--- start ---
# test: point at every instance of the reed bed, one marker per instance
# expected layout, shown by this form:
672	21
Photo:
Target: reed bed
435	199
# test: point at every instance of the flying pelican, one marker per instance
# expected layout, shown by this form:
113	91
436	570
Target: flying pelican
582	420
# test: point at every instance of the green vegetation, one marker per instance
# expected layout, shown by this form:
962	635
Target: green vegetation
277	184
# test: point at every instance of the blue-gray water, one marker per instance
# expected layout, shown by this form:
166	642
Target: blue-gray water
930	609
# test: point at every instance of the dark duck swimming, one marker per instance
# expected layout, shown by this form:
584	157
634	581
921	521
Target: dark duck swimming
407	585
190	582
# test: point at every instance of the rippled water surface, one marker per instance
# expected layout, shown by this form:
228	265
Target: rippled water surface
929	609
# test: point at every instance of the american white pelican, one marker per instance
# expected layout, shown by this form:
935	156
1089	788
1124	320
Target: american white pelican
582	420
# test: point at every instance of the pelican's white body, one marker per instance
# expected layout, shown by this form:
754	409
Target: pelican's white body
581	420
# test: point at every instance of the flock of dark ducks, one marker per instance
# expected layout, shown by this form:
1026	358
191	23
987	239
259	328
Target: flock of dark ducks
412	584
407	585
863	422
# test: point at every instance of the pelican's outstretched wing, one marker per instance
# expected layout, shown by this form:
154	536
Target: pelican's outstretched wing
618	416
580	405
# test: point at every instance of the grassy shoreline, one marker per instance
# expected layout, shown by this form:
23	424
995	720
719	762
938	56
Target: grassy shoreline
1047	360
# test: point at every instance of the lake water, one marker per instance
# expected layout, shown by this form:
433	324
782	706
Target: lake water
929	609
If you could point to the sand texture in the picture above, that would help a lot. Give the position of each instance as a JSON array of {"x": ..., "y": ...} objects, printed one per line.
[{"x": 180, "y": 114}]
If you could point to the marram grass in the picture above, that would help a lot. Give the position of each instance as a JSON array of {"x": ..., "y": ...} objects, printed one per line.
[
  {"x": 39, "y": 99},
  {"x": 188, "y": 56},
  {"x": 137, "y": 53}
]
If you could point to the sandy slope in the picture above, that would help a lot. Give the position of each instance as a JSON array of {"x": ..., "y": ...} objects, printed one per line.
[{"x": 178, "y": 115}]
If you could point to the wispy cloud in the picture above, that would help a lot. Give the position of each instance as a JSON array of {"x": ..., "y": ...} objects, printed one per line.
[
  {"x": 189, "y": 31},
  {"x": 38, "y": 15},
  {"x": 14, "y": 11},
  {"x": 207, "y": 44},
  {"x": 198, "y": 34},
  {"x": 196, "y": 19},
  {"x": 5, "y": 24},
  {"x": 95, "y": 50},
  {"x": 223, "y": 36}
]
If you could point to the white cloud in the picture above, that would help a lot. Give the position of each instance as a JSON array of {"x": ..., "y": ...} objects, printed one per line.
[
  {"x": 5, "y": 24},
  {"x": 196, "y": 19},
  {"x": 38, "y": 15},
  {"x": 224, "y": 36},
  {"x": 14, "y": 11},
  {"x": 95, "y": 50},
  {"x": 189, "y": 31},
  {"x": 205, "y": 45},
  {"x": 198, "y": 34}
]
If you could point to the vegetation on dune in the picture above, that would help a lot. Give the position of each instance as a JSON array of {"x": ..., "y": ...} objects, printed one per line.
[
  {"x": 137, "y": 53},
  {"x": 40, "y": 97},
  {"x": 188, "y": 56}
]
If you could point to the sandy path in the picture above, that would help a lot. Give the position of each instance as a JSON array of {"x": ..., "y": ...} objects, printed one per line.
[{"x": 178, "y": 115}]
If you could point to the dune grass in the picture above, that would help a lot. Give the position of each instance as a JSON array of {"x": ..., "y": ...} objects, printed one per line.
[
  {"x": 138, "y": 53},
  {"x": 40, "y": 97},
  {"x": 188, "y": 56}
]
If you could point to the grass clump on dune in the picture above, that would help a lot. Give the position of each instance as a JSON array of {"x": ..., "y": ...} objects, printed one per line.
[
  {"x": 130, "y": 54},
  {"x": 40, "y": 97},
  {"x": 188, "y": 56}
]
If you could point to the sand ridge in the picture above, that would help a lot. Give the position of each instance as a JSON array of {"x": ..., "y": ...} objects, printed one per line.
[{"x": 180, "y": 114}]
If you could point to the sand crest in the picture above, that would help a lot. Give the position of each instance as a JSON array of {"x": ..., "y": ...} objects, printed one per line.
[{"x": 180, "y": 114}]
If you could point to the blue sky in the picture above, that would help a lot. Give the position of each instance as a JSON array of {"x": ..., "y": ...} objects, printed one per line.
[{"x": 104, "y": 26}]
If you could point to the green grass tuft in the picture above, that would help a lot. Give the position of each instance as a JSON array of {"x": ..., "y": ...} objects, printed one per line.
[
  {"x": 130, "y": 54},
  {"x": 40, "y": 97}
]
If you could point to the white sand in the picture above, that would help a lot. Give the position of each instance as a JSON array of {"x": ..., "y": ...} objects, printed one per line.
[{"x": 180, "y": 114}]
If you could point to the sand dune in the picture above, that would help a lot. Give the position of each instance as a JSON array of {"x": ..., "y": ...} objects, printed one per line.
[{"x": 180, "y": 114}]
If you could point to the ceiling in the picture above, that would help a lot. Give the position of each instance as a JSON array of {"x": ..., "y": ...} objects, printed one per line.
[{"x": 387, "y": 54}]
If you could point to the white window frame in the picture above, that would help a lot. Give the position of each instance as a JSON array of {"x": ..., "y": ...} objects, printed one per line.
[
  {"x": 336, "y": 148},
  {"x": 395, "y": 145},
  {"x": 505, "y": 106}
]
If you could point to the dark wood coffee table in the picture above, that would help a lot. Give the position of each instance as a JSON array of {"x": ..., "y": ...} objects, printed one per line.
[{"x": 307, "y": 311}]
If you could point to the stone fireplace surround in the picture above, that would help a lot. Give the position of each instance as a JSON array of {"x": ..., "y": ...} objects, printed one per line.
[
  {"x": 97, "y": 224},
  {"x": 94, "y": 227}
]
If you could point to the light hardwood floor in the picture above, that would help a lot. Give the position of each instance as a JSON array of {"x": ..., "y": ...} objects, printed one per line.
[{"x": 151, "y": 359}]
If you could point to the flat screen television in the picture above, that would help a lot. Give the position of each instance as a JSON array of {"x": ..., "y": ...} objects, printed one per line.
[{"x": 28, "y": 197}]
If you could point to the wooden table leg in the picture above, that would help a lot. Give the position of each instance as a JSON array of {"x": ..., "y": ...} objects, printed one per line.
--- end ---
Copy out all the records above, replacing each "marker" with "dot" and leaving every other character unchanged.

# test: point at every instance of the reed bed, one dot per instance
# expected layout, shown by this form:
672	21
Photo:
Target: reed bed
435	199
# test: point at every instance of the flying pelican, one dot per instance
# expected layout, shown by this form:
113	91
436	570
Target: flying pelican
582	420
# test: point at every instance of the green vegetation, one dot per instance
# expected layout, shown by this form:
962	635
Target: green vegetation
277	184
# test: point at every instance of the blue-gray water, one dot per instance
# expected layout, shown by this form:
166	642
Target: blue-gray water
930	609
# test: point at every instance of the dark duck swimming, one dot per instance
# expected layout, shown by this form:
584	157
634	581
921	521
Target: dark duck swimming
407	585
190	582
# test: point at every instance of the rippled water surface, one dot per instance
# expected layout, shown by this form:
228	265
Target: rippled water surface
929	609
# test: point at every instance of the american white pelican, one dot per instance
# expected layout, shown by this form:
935	156
1089	788
1124	320
Target: american white pelican
582	420
# test: point at every instance of the pelican's white body, one dot per instance
# expected layout, shown by this form:
754	409
Target: pelican's white body
581	420
# test: point at every instance of the flock of dark ducks, one dot per instance
# expected layout, shown by this form:
1026	358
191	23
987	239
259	328
Target: flock of dark ducks
412	584
407	585
863	422
# test: point at every instance of the pelican's outstretched wing, one dot per instance
# expected layout, shown by this form:
154	536
Target: pelican's outstretched wing
618	416
580	405
# test: point at every instance of the grassy shoreline, one dot per instance
# expected layout, shown by this form:
23	424
995	720
719	762
938	56
Target: grassy shoreline
1047	360
# test: point at every instance of the lake water, one dot per instance
# expected layout, shown by this form:
433	324
782	706
Target: lake water
929	609
If you could point to the sand texture in the picture above, that would help a lot. Give the position of each instance as a JSON array of {"x": ..., "y": ...} objects, printed one per line.
[{"x": 180, "y": 114}]
If you could point to the marram grass in the picture above, that would help a lot. Give the position of each instance as a JSON array of {"x": ..., "y": ...} objects, printed one per line.
[
  {"x": 39, "y": 99},
  {"x": 188, "y": 56},
  {"x": 137, "y": 53}
]
If you could point to the sandy slope in the picture above, that would help a lot. Give the position of each instance as a JSON array of {"x": ..., "y": ...} objects, printed one per line.
[{"x": 178, "y": 115}]
If you could point to the wispy cloud in the picture above, that would help a lot. Give the position of each instance as a JSON array of {"x": ..., "y": ...} objects, printed one per line.
[
  {"x": 189, "y": 31},
  {"x": 38, "y": 15},
  {"x": 14, "y": 11},
  {"x": 207, "y": 44},
  {"x": 198, "y": 34},
  {"x": 196, "y": 19},
  {"x": 5, "y": 24},
  {"x": 95, "y": 50},
  {"x": 223, "y": 36}
]
If you could point to the white cloud in the picture above, that would help a lot. Give the position of each instance as a JSON array of {"x": ..., "y": ...} objects, printed one per line.
[
  {"x": 5, "y": 24},
  {"x": 196, "y": 19},
  {"x": 38, "y": 15},
  {"x": 224, "y": 36},
  {"x": 14, "y": 11},
  {"x": 95, "y": 50},
  {"x": 189, "y": 31},
  {"x": 205, "y": 45},
  {"x": 198, "y": 34}
]
If you could point to the vegetation on dune in the picture above, that would help a lot. Give the position of each instance as a JSON array of {"x": ..., "y": ...} objects, printed one per line.
[
  {"x": 137, "y": 53},
  {"x": 40, "y": 97},
  {"x": 188, "y": 56}
]
If you could point to the sandy path in the picture above, that would help a lot. Give the position of each instance as a JSON array of {"x": ..., "y": ...} objects, printed one per line.
[{"x": 178, "y": 115}]
If you could point to the dune grass in the picture above, that would help a lot. Give the position of each instance as a JSON array of {"x": ..., "y": ...} objects, printed one per line.
[
  {"x": 138, "y": 53},
  {"x": 40, "y": 97},
  {"x": 188, "y": 56}
]
If you could point to the grass clump on dune in the picture above, that would help a lot. Give the position of each instance as a JSON array of {"x": ..., "y": ...} objects, printed one per line.
[
  {"x": 130, "y": 54},
  {"x": 40, "y": 97},
  {"x": 188, "y": 56}
]
If you could point to the sand ridge in the picture above, that would help a lot. Give the position of each instance as a JSON array of {"x": ..., "y": ...} objects, printed one per line.
[{"x": 180, "y": 114}]
If you could point to the sand crest in the picture above, that would help a lot. Give the position of each instance as a JSON array of {"x": ..., "y": ...} objects, printed one per line.
[{"x": 180, "y": 114}]
If you could point to the blue sky in the picture above, that would help a lot. Give the position of each instance as a JSON array of {"x": ..., "y": ...} objects, printed one per line.
[{"x": 104, "y": 26}]
If you could point to the green grass tuft in the picture above, that would help a lot. Give the position of each instance as a JSON array of {"x": ..., "y": ...} objects, printed one per line.
[
  {"x": 130, "y": 54},
  {"x": 40, "y": 97}
]
If you could point to the white sand in the picture above, that would help a lot. Give the position of each instance as a JSON array of {"x": ..., "y": ...} objects, printed one per line.
[{"x": 180, "y": 114}]
If you could point to the sand dune in the picture above, that would help a lot. Give the position of each instance as a JSON array of {"x": ..., "y": ...} objects, printed one per line.
[{"x": 180, "y": 114}]
If you could point to the ceiling in the picture above, that would help a lot. Give the position of each instance as a JSON array of {"x": ..., "y": ...} objects, printed one per line.
[{"x": 387, "y": 54}]
If you could point to the white window frame in the picture above, that would help a lot. Give the position of each instance as a JSON array of {"x": ..., "y": ...} objects, printed one per line.
[
  {"x": 336, "y": 148},
  {"x": 395, "y": 145},
  {"x": 505, "y": 106}
]
If you could point to the dark wood coffee table in the picture above, that would help a lot. Give the position of each instance as a JSON array of {"x": ..., "y": ...} objects, printed one per line.
[{"x": 307, "y": 311}]
If you could point to the stone fireplace surround in the picture above, that would help a lot. Give the position of each instance as a JSON array of {"x": ..., "y": ...} objects, printed one per line.
[
  {"x": 97, "y": 224},
  {"x": 94, "y": 227}
]
If you could point to the light hardwood floor in the picture above, that would help a lot. Give the position of each instance as a JSON array of {"x": ..., "y": ...} objects, printed one per line.
[{"x": 151, "y": 359}]
If you could point to the flat screen television in the picture above, that would help a lot. Give the position of each instance as a JSON array of {"x": ..., "y": ...} objects, printed one per line.
[{"x": 28, "y": 197}]
If you could point to the wooden table leg in the picture above, that would help a lot. Give the position of each instance as a JSON array of {"x": ..., "y": ...} objects, printed one per line.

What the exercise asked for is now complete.